There are four basic ones we can define:
Inner automorphisms: $P_x: \operatorname{GL}(n,\mathbb{R}) \rightarrow \operatorname{GL}(n,\mathbb{R})$, defined by $g \mapsto xgx^{-1}$, where $x \in \operatorname{GL}(n,\mathbb{R})$.
Field automorphisms: $Q_\psi: \operatorname{GL}(n,\mathbb{R}) \rightarrow \operatorname{GL}(n,\mathbb{R})$, defined by $(g_{ij}) \mapsto (\psi(g_{ij}))$, where $\psi: \mathbb{R} \rightarrow \mathbb{R}$ is a field automorphism.
Multiplication by a linear character: $R_{\chi}: \operatorname{GL}(n,\mathbb{R}) \rightarrow \operatorname{GL}(n,\mathbb{R})$ defined by $g \mapsto \chi(g)g$, where $\chi: \operatorname{GL}(n,\mathbb{R}) \rightarrow \mathbb{R}^*$ is a homomorphism into the multiplicative group.
The transpose-inverse automorphism $\varphi: \operatorname{GL}(n,\mathbb{R}) \rightarrow \operatorname{GL}(n,\mathbb{R})$ defined by $g \mapsto (g^{-1})^T$.

> Given request 1:
Answer each question from the automorphism list:
(a) What does the inner automorphism $P_x$ send $g$ to?
(b) What must $\psi$ be in the definition of $Q_\psi$?
(c) Into which group does the homomorphism $\chi$ map?
> Given request 2:
Decide whether each statement agrees with the automorphism list, and quote the words that settle it:
(a) Four basic automorphisms are defined.
(b) The transpose-inverse automorphism sends $g$ to the transpose of $g$.
(c) Multiplication by a linear character sends $g$ to $\chi(g)g$.
The lines further on come from a different source.

> Information supplied:
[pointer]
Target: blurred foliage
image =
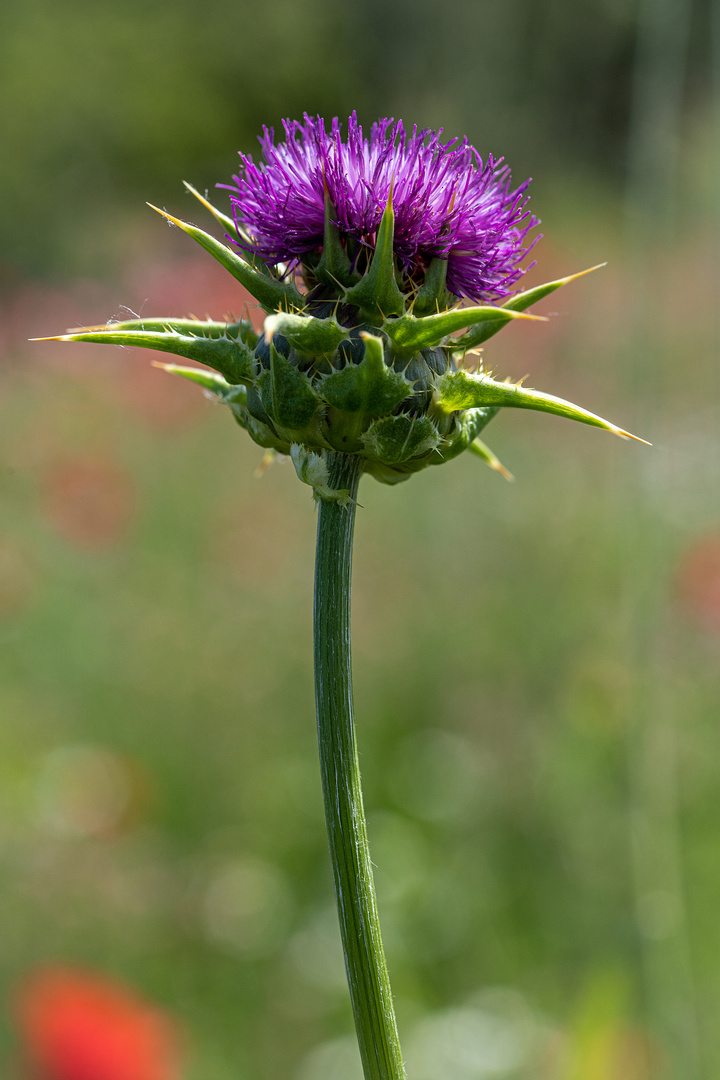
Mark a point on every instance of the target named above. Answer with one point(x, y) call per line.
point(537, 664)
point(108, 105)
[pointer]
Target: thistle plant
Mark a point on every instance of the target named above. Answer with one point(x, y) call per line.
point(382, 265)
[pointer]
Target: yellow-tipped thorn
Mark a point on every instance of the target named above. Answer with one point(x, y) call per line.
point(628, 434)
point(168, 217)
point(202, 199)
point(581, 273)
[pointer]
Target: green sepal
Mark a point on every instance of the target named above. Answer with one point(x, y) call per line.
point(227, 355)
point(241, 329)
point(287, 395)
point(377, 293)
point(370, 387)
point(312, 337)
point(270, 293)
point(461, 390)
point(312, 470)
point(409, 334)
point(432, 295)
point(481, 332)
point(334, 267)
point(466, 427)
point(235, 396)
point(395, 439)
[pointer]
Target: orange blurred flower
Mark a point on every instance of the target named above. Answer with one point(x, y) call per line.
point(80, 1026)
point(698, 582)
point(90, 500)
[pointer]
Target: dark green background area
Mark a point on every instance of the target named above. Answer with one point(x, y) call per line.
point(535, 664)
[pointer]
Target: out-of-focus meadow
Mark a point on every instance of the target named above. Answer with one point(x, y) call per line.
point(535, 663)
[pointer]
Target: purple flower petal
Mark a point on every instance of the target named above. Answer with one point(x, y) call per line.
point(448, 202)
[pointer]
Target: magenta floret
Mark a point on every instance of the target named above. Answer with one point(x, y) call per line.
point(447, 201)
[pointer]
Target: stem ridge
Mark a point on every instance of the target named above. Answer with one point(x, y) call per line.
point(352, 871)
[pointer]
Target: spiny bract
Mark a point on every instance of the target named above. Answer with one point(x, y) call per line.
point(358, 253)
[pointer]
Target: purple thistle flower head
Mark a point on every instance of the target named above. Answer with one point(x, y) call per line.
point(448, 203)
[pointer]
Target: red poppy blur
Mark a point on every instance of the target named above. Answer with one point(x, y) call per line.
point(76, 1025)
point(90, 500)
point(698, 582)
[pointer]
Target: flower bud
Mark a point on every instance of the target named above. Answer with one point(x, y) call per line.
point(361, 253)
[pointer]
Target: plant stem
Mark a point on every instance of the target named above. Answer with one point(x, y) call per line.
point(352, 871)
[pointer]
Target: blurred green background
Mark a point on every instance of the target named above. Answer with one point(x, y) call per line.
point(535, 664)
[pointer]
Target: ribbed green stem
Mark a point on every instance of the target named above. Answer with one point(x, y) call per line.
point(365, 960)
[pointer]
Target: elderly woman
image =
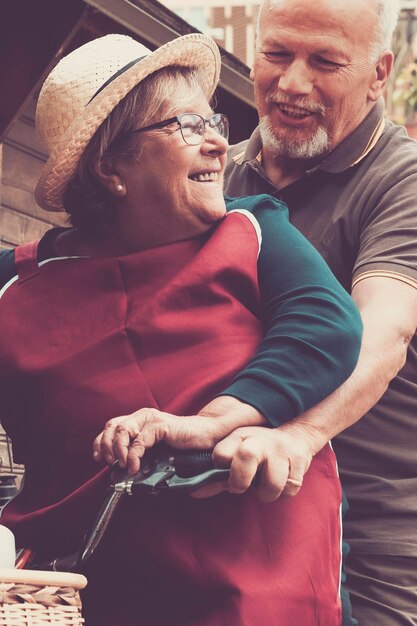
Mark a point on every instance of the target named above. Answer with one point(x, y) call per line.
point(146, 308)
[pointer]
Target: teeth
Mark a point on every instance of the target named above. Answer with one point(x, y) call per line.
point(207, 176)
point(293, 111)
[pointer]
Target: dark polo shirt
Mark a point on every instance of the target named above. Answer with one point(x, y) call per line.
point(359, 209)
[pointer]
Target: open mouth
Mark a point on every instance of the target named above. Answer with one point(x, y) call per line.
point(205, 177)
point(293, 112)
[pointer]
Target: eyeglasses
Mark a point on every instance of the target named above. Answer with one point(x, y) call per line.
point(193, 126)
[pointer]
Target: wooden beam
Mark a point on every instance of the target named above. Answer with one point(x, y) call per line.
point(32, 37)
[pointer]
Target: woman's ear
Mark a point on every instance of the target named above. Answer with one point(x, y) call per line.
point(382, 71)
point(109, 176)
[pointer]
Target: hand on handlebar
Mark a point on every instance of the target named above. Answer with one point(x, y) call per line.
point(278, 457)
point(126, 438)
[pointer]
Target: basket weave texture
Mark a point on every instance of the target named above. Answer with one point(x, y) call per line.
point(30, 599)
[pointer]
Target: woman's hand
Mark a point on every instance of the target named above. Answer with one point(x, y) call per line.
point(278, 458)
point(126, 438)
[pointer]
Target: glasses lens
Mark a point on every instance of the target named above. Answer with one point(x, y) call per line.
point(192, 128)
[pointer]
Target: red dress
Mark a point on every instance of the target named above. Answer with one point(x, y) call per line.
point(83, 340)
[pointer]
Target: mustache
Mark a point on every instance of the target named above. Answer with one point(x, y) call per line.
point(280, 97)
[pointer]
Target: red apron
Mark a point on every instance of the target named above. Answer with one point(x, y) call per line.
point(83, 340)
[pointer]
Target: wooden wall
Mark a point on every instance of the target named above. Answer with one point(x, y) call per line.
point(23, 157)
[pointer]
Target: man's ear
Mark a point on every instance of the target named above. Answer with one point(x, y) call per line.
point(107, 172)
point(382, 71)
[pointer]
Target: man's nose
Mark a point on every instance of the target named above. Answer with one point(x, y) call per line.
point(296, 79)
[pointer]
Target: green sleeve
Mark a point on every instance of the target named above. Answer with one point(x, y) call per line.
point(7, 268)
point(312, 327)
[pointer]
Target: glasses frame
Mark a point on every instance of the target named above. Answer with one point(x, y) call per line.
point(178, 119)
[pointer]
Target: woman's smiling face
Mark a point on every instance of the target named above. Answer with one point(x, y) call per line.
point(176, 188)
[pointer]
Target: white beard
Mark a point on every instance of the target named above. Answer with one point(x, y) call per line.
point(291, 148)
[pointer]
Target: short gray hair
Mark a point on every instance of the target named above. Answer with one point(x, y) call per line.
point(388, 13)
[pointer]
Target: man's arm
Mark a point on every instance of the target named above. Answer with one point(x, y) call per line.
point(389, 312)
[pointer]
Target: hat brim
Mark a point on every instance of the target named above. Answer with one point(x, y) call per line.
point(194, 50)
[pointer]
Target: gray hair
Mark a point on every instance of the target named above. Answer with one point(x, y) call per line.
point(86, 201)
point(388, 12)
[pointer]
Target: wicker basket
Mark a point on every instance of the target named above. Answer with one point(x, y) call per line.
point(36, 598)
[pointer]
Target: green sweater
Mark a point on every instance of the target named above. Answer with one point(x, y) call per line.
point(312, 327)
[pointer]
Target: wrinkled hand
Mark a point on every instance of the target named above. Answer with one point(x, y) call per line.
point(278, 455)
point(126, 438)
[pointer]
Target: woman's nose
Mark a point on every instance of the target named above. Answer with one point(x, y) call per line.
point(213, 142)
point(296, 79)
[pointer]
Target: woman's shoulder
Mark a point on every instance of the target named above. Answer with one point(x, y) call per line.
point(263, 206)
point(45, 250)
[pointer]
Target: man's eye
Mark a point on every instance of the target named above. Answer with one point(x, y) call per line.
point(327, 63)
point(276, 55)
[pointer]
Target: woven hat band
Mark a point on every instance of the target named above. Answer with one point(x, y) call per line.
point(121, 71)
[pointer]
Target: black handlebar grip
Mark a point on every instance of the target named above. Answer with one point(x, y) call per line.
point(193, 462)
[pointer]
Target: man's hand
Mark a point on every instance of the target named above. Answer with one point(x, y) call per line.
point(272, 461)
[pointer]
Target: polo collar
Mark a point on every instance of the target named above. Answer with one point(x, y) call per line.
point(347, 154)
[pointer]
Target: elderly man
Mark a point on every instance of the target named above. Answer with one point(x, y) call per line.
point(349, 177)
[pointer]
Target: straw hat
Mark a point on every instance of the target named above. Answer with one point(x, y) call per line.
point(85, 86)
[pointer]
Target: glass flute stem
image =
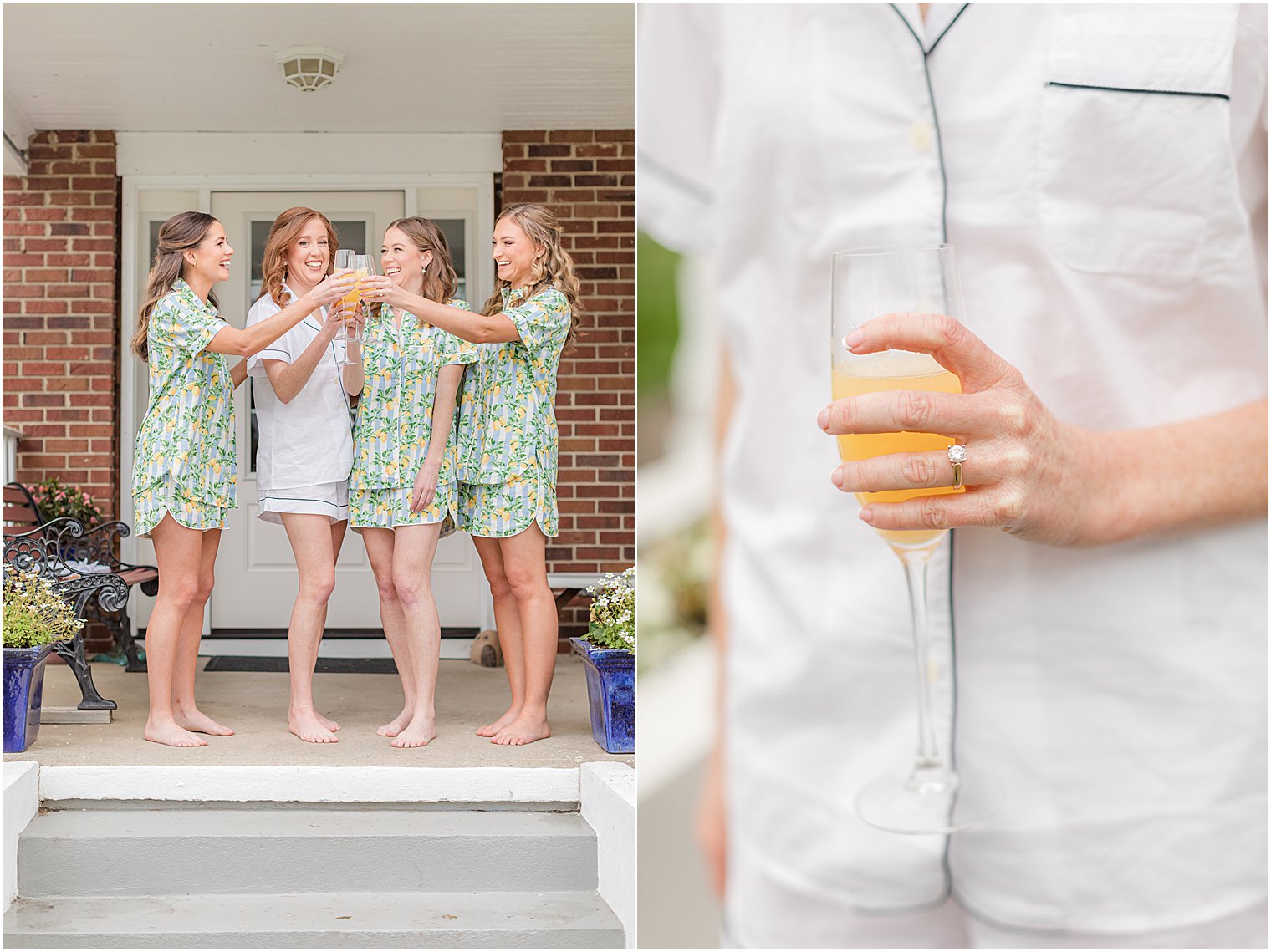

> Expected output 1:
(a) $xgx^{-1}$
(b) A field automorphism $\psi: \mathbb{R} \rightarrow \mathbb{R}$
(c) The multiplicative group $\mathbb{R}^*$

> Expected output 2:
(a) Yes: "There are four basic ones we can define"
(b) No: "defined by $g \mapsto (g^{-1})^T$"
(c) Yes: "$g \mapsto \chi(g)g$"